/---

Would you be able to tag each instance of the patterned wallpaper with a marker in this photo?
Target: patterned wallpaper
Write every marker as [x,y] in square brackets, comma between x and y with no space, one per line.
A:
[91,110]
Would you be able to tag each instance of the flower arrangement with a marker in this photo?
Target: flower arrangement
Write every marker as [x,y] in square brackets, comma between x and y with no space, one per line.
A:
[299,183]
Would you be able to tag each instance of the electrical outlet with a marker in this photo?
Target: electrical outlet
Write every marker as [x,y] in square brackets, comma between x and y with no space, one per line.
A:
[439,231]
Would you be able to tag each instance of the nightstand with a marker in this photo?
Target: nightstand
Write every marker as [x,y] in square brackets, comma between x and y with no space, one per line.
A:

\---

WHAT YOU NEED TO DO:
Copy out the records once more. Match them exactly.

OUTPUT FOR THIS EXERCISE:
Would you be able to tag each instance of the patterned wallpaper with a marker in this photo?
Target: patterned wallpaper
Write every marker as [x,y] in square brackets, comma between x and y with no space, one per line.
A:
[91,110]
Would you be able to tag each instance of the flower arrangement with a marker in this photo?
Target: flower arrangement
Write every marker as [x,y] in square brackets, comma between x and y with no space, one per line.
A:
[299,183]
Would you be able to tag each instance of the electrical outlet with a marker in this photo?
Target: electrical outlet
Write every marker as [x,y] in square brackets, comma between x and y with no space, one per line.
A:
[439,231]
Would you be able to tag each instance of the nightstand with a marker in this photo?
Target: nightstand
Write every marker as [x,y] in square brackets, comma between x and y with no space, one per line.
A:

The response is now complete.